* START Data provided *

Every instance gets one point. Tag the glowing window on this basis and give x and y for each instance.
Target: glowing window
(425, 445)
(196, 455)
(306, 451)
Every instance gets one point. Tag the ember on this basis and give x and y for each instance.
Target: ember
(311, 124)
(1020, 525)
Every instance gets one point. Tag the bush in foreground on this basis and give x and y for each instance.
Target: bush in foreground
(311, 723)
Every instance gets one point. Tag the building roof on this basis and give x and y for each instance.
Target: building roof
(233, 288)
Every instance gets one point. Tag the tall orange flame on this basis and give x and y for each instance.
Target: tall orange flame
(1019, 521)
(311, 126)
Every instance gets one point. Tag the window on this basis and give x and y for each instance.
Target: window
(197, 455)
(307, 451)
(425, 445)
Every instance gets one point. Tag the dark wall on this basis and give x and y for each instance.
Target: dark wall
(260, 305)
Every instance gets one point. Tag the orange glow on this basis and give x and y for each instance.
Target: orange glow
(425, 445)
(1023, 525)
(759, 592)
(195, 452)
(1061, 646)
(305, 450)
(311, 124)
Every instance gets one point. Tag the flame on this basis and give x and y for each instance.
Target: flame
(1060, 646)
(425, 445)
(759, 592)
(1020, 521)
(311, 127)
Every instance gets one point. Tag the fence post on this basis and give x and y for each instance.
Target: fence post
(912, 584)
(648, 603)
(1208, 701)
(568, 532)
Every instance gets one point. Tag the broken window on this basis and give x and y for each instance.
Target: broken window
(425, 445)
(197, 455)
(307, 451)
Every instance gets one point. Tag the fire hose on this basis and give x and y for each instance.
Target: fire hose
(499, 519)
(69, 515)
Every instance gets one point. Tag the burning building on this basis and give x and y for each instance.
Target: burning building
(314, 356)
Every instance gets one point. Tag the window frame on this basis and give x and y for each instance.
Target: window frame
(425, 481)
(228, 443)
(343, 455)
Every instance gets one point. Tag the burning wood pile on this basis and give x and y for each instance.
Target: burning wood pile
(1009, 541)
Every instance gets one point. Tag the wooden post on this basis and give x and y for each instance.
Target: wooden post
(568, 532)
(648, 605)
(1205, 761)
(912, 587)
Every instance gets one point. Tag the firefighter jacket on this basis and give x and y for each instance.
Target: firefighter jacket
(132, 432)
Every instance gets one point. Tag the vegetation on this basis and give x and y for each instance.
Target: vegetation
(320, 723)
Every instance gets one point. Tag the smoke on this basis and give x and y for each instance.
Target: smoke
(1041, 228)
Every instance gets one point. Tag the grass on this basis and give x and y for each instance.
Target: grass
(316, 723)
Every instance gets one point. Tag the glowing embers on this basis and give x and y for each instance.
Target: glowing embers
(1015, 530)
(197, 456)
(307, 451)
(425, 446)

* END Data provided *

__Exercise__
Your task is to quote the listing above word for word.

__Exercise solution__
Every instance gets one point. Tag the glowing window on this basis and give x and y for each instance.
Target: glowing window
(425, 445)
(196, 455)
(306, 451)
Every instance gets one point. Tag the ember on this basis and give x and y for each instance.
Target: ember
(311, 124)
(1020, 525)
Every instance gets one point. Tag the bush in foreground on this basis and give x and y for each instance.
Target: bush in foreground
(311, 723)
Every instance gets one point. Tag the building roof on this basis and give x and y for each instance.
Target: building roof
(233, 288)
Every instance gets one point. Tag the tall orange flame on this basis and give x and y for each instance.
Target: tall orange flame
(1019, 521)
(311, 126)
Every instance gets one point. Tag the window on this basis and give x and y for each instance.
Target: window
(197, 455)
(307, 451)
(425, 445)
Every instance gets one point. Tag the dark wall on this basis and give x and y for each instance.
Target: dark wall
(260, 305)
Every instance gets one point. Tag the orange glow on this basis and give x and y for each instance.
Target: orange glow
(425, 445)
(1023, 525)
(759, 592)
(195, 452)
(1061, 646)
(305, 450)
(311, 124)
Every instance gets one point. Tag the flame on this basis and give x and y for each instance.
Target: flame
(1060, 646)
(425, 445)
(759, 592)
(1020, 521)
(311, 127)
Every instance gets one point. Tag the fence post on this basis and give x and y for each instance.
Target: fence post
(912, 584)
(648, 603)
(1208, 701)
(568, 532)
Every instance gets one point. Tag the broken window on this basis and give x and y for each instance.
Target: broken window
(425, 445)
(197, 455)
(307, 451)
Every instance gets one point. Tag the fire hose on this basis and give x and y for each instance.
Target: fire hose
(499, 519)
(69, 515)
Every instance gets one point. Tag the burning building on this basis and give x and y for each instance.
Target: burning building
(314, 356)
Every instance gets one point. Tag the window frame on this basis and give x and y for each instance.
Target: window frame
(425, 481)
(228, 443)
(343, 455)
Every instance gets one point. Tag the burning wood pile on this basis and give x and y for each instance.
Target: burning wood pile
(1009, 541)
Every instance gets one point. Tag the wooden post on this basis and give x and y for each instance.
Target: wooden post
(568, 532)
(648, 605)
(1205, 761)
(912, 587)
Every instance gets one point. Tag the firefighter jacket on this basis and give x and y for each instance.
Target: firefighter jacket
(132, 432)
Every instance gets one point. Tag the vegetation on this basis and give x and y for each instance.
Target: vegetation
(320, 723)
Every instance gets one point. Tag the smoke on this basis and give x and y for each instance.
Target: smoke
(1041, 228)
Every instance gets one point. Tag the grass on this basis and give x and y for each instance.
Target: grass
(316, 723)
Every instance gets one point. Tag the glowing embers on this basis and give x and y for each instance.
Target: glowing embers
(1015, 530)
(197, 456)
(307, 451)
(425, 446)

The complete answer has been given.